▶ [PROVIDED ENTRIES]

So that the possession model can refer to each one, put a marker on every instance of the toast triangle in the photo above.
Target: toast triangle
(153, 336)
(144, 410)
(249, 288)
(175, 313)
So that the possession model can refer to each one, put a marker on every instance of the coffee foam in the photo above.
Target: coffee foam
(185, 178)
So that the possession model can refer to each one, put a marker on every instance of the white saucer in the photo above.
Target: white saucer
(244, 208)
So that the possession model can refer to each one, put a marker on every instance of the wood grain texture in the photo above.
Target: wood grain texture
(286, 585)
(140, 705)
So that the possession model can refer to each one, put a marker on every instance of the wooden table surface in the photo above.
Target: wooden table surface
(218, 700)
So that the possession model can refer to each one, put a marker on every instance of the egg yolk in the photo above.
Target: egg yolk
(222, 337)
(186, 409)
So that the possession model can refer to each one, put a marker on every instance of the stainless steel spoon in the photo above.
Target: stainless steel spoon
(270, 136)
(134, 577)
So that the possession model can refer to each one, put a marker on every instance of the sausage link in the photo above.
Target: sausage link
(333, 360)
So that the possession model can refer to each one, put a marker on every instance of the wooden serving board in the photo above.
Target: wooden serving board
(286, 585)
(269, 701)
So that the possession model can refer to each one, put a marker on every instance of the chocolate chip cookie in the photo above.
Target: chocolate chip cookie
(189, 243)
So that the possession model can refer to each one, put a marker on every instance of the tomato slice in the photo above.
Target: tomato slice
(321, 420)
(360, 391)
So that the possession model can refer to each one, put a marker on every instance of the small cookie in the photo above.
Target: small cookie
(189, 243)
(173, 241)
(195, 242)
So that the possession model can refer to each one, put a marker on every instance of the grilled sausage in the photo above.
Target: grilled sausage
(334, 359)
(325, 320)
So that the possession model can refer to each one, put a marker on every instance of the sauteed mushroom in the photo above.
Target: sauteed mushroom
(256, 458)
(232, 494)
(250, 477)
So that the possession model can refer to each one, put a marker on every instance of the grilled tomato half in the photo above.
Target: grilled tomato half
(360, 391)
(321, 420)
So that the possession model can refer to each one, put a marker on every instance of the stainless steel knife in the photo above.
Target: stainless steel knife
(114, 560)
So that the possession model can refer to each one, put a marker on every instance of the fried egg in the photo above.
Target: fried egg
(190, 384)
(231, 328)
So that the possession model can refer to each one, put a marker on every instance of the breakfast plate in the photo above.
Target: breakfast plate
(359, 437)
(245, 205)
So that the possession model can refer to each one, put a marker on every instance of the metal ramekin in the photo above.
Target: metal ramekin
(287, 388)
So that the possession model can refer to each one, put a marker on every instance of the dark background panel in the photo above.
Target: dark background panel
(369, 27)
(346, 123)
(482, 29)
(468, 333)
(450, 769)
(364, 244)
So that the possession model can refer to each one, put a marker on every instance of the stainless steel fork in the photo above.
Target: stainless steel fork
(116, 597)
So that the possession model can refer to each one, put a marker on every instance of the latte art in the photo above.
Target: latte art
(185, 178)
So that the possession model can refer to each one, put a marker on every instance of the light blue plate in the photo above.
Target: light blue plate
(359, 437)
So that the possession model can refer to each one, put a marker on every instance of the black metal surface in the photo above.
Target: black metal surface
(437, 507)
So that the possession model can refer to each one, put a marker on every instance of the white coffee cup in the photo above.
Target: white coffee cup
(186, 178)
--
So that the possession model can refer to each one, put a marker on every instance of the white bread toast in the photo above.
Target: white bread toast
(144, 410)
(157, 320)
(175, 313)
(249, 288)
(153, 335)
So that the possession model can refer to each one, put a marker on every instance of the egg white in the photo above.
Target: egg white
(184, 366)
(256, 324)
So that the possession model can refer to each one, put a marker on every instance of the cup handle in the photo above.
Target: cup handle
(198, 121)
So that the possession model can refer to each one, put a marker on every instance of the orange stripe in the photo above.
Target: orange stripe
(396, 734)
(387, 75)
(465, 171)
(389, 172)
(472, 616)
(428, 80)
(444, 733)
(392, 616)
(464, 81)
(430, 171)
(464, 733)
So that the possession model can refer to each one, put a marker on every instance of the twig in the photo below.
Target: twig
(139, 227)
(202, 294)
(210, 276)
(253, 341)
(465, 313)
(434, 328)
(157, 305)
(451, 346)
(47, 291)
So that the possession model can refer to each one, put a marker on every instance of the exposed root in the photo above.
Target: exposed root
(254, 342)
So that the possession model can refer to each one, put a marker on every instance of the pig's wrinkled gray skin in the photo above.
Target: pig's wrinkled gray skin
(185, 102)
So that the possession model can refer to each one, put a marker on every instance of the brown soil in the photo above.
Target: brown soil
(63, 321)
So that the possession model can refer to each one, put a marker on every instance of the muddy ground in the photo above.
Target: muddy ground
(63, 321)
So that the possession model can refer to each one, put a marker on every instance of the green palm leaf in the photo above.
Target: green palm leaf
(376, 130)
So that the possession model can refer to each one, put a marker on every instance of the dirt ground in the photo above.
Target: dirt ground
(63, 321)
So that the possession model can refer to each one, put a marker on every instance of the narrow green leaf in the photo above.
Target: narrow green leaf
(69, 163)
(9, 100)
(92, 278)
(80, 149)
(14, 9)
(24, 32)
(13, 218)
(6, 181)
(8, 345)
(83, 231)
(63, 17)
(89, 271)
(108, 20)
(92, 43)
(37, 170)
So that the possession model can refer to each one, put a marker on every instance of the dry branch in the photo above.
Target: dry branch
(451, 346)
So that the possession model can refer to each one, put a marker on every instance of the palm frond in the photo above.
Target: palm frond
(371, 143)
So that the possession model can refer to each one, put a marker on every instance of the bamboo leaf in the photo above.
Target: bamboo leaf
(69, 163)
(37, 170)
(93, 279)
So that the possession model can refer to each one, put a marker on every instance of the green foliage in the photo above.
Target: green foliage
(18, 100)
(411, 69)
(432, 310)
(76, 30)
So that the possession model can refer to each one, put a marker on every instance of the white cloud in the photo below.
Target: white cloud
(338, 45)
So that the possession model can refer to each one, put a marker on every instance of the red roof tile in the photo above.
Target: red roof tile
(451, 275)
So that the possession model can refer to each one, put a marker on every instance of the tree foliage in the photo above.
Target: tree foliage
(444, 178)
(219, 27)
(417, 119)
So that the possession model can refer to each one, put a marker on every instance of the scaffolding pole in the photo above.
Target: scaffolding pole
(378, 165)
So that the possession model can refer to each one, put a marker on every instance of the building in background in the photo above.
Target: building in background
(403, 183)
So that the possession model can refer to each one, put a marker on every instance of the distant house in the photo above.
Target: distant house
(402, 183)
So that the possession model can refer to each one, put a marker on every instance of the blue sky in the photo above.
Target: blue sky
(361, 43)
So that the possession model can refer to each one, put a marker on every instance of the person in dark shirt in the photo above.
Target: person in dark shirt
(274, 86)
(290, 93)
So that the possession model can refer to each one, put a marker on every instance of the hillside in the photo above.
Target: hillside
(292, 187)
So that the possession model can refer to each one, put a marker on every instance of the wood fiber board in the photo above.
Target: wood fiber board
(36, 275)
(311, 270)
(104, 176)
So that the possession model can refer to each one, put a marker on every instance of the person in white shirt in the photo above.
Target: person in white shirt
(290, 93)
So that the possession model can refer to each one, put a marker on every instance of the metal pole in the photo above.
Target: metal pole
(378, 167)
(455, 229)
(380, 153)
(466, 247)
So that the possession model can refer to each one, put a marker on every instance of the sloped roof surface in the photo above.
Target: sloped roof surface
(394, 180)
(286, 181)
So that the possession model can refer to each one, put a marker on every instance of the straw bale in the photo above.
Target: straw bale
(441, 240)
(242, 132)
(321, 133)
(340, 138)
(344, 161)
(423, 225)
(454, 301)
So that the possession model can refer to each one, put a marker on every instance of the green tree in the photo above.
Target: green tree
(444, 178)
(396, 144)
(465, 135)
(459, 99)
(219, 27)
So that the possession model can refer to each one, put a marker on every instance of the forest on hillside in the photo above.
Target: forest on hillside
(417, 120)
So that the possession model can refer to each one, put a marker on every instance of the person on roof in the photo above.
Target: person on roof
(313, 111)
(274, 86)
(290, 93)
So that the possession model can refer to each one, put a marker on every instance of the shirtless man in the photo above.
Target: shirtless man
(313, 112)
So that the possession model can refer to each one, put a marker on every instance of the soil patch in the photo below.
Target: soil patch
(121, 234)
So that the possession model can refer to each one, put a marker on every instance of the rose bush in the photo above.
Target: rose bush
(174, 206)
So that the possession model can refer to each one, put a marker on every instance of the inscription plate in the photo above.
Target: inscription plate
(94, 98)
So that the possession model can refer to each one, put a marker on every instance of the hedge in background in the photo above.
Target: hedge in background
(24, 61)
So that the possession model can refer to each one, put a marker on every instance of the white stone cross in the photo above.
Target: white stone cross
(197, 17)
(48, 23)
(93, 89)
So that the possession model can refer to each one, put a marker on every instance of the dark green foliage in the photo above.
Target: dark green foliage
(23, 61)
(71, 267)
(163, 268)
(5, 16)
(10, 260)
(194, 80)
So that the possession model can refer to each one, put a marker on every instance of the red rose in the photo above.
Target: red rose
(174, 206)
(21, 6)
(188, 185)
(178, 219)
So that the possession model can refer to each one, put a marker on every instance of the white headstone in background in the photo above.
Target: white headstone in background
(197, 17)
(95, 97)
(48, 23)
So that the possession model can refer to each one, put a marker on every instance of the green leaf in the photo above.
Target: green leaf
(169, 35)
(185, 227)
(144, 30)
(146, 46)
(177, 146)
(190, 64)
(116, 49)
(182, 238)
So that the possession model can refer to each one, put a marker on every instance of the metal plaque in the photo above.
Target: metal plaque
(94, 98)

▶ [WORK INSTRUCTIONS] Return every line of the records that contains the word "straw".

▶ [TASK ANSWER]
So that the possession model can refer to each one, put a marker on every instance of the straw bale in the photo above.
Target: straw bale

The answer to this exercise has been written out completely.